Fuente:

Cuando les pregunté a los trabajadores de derechos humanos en la India por qué la policía tortura a la gente, frecuentemente recibí la misma respuesta: “porque pueden hacerlo sin consecuencias”. Cuando les pregunté por qué un oficial de policía querría cometer esa clase de violencia en primer lugar, muchas de las mismas explicaciones se repetían una y otra vez: la codicia, el deseo de poder y la discriminación contra los grupos vulnerables.
La tortura policial es rutinaria en la India.

Información proporcionada:
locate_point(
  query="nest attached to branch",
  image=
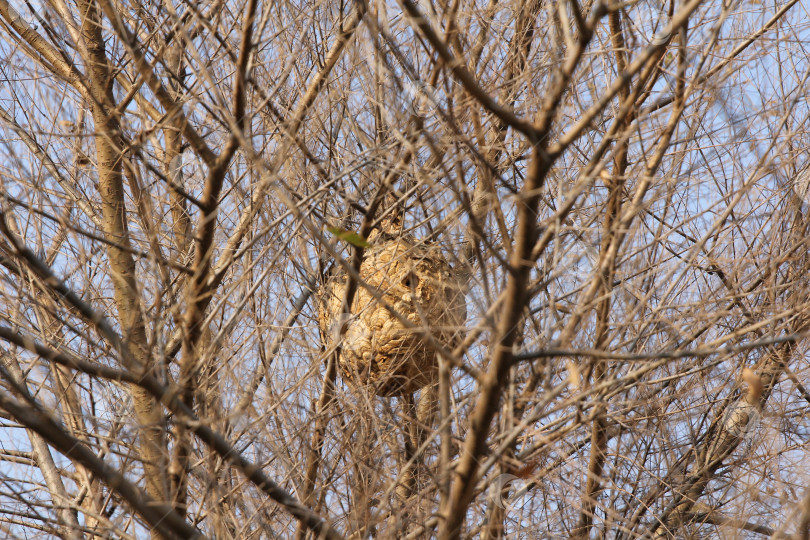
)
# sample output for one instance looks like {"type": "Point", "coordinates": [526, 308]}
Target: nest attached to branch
{"type": "Point", "coordinates": [378, 350]}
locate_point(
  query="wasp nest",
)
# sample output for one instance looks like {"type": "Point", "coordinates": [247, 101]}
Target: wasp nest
{"type": "Point", "coordinates": [380, 351]}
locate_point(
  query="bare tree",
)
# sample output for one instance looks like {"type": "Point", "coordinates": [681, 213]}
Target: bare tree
{"type": "Point", "coordinates": [619, 191]}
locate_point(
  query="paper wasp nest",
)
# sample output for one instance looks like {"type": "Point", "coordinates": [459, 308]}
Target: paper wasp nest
{"type": "Point", "coordinates": [377, 349]}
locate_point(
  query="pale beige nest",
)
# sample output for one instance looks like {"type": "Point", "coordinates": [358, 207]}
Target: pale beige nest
{"type": "Point", "coordinates": [377, 349]}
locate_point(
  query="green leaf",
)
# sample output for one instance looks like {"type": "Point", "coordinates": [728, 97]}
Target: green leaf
{"type": "Point", "coordinates": [348, 236]}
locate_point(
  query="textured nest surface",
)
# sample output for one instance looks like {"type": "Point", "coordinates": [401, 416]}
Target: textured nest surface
{"type": "Point", "coordinates": [377, 349]}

Tarea solicitada:
Escribe la continuación del texto sobre la tortura policial en la India a partir de su última oración.

Respuesta:
Les hice estas preguntas a educadores, activistas y abogados de derechos humanos durante doce meses de trabajo de campo en la India para mi libro sobre la manera en que los oficiales de policía entienden la violencia y responden a los mensajes de derechos humanos. Pero la mayoría de mis entrevistas en profundidad para el libro fueron con los mismos oficiales de policía. A través de largas conversaciones en sus hogares, en restaurantes y cafés y en las dependencias policiales y búnkeres paramilitares, exploré el universo moral que habitan los policías. Al igual que en muchas otras naciones, la tortura policial es rutinaria en la India. Si bien no hay datos estadísticos claros, dado que la tortura es difícil de denunciar y registrar, las ONG locales e internacionales se lamentan de su ocurrencia generalizada. Yo quería saber cómo entienden los policías la violencia que cometen y qué implica este entendimiento para la manera en que responden a los esfuerzos a favor de los derechos humanos.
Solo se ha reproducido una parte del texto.